▶ [What to produce] Go through the material and copy each line that includes "target".

▶ [Given data]

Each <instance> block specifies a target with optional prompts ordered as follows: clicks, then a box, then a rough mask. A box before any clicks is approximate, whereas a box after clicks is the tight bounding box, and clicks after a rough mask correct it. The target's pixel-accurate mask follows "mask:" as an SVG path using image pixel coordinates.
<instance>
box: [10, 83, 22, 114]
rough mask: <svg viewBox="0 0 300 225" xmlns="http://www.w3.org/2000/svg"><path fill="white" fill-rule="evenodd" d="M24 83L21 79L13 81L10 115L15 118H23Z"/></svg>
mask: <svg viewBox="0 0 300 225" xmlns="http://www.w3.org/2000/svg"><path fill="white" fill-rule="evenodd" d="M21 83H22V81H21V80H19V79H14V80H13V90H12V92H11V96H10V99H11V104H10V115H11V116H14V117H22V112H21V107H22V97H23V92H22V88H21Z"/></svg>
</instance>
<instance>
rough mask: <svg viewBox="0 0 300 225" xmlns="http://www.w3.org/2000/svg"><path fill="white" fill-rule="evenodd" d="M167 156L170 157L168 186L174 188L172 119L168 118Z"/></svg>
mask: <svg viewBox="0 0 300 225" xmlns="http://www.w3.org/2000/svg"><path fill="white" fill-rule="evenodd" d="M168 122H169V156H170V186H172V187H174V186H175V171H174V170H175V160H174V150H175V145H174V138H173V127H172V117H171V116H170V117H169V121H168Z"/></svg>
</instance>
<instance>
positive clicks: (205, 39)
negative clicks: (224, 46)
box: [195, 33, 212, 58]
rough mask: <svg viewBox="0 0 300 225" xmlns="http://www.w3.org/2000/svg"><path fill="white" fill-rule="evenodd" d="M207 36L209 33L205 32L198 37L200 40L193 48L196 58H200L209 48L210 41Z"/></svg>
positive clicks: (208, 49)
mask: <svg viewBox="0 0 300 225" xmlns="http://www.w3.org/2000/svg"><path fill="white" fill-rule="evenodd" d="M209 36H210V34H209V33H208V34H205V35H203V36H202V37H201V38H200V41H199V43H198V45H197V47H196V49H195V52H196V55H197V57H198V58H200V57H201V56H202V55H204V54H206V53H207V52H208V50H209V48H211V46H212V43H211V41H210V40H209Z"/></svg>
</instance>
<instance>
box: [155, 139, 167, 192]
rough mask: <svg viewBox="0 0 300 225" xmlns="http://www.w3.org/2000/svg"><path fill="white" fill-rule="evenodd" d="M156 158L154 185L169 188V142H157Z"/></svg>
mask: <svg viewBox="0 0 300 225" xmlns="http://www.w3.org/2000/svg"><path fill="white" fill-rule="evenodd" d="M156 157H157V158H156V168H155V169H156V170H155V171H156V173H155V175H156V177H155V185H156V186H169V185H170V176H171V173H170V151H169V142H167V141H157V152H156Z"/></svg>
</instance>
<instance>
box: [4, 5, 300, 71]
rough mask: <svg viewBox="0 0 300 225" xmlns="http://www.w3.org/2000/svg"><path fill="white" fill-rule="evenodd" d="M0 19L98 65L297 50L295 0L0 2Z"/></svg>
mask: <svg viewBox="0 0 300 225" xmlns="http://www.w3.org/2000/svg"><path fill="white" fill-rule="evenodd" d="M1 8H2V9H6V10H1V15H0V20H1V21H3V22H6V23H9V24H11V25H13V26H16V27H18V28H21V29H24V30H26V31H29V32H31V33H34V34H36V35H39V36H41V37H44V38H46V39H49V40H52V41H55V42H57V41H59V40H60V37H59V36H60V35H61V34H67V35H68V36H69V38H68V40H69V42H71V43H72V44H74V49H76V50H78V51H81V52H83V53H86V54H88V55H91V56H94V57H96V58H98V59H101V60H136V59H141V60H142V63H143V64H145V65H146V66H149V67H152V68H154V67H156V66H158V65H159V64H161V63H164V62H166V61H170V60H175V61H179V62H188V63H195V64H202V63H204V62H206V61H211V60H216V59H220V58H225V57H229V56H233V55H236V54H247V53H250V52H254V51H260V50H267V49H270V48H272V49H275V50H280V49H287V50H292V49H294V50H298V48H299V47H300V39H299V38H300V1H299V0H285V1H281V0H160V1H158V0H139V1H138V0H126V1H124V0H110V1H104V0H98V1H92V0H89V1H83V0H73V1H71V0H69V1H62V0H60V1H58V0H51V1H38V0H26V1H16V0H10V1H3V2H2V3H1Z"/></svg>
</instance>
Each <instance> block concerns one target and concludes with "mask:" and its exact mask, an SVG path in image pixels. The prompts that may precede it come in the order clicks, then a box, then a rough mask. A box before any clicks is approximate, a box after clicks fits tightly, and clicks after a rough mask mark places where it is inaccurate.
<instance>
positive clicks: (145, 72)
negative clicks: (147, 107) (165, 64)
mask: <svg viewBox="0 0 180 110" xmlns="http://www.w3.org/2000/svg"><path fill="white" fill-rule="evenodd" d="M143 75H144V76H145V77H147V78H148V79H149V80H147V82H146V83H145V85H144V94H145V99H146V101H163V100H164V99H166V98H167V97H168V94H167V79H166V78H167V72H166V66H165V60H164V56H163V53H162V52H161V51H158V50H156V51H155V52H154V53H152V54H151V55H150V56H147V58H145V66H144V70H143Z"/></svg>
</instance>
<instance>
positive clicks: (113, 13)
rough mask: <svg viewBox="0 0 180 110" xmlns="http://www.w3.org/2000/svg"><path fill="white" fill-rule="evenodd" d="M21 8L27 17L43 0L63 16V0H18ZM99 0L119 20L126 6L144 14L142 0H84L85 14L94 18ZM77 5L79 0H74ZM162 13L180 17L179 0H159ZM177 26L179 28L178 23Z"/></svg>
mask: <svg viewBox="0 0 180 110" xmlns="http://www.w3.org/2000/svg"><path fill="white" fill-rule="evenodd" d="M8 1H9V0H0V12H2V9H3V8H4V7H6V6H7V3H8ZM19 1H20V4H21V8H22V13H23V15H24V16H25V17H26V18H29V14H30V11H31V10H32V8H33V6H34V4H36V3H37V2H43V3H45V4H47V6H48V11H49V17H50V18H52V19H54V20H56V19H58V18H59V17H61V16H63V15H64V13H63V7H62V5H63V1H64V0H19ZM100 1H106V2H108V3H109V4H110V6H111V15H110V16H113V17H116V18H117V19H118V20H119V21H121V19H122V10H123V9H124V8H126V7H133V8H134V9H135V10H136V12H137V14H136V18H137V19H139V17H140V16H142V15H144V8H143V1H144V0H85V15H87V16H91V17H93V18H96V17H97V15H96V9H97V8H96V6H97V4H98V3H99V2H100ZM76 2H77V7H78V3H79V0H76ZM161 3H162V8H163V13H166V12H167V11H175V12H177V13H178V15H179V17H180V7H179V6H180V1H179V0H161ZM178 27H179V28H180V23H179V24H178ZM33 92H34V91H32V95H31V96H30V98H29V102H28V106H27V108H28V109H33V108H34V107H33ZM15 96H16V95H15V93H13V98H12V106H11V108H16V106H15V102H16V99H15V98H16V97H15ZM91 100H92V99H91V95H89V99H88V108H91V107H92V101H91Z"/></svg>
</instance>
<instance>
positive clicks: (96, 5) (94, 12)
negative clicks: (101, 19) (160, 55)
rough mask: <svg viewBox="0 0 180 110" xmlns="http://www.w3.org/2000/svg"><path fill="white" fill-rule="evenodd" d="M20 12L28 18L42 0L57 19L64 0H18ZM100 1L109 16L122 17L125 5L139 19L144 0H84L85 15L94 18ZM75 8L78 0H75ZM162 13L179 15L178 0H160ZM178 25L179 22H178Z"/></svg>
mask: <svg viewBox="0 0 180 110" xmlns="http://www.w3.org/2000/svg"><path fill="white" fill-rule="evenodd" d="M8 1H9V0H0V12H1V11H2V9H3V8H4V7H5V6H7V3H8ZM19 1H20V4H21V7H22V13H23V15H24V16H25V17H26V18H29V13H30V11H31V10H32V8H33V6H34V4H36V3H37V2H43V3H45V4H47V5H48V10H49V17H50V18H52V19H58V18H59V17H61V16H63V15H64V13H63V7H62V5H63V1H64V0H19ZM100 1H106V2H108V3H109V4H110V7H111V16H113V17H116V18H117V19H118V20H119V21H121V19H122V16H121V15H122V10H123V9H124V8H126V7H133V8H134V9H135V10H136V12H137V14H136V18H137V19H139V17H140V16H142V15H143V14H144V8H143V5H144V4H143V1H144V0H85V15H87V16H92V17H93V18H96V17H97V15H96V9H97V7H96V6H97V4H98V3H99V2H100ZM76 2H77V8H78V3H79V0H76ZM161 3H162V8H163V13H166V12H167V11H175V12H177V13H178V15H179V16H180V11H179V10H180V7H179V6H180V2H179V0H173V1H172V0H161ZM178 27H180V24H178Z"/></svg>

▶ [Output of the task]
Each <instance> block specifies a target with optional prompts ordered as follows: clicks, then a box, then a rough mask. A box before any clicks is approximate, whereas a box after clicks is the tight bounding box, and clicks after a rough mask correct it. The target's pixel-accurate mask follows "mask:" as an SVG path using image pixel coordinates.
Each <instance> block concerns one target and concludes with "mask:" and its exact mask, an SVG path in image pixels. The prompts that may precede it come in the order clicks, then a box, then a rough mask. A box before any clicks is approximate, a box after clicks fits tightly, and clicks after a rough mask mark places where it is inaccurate.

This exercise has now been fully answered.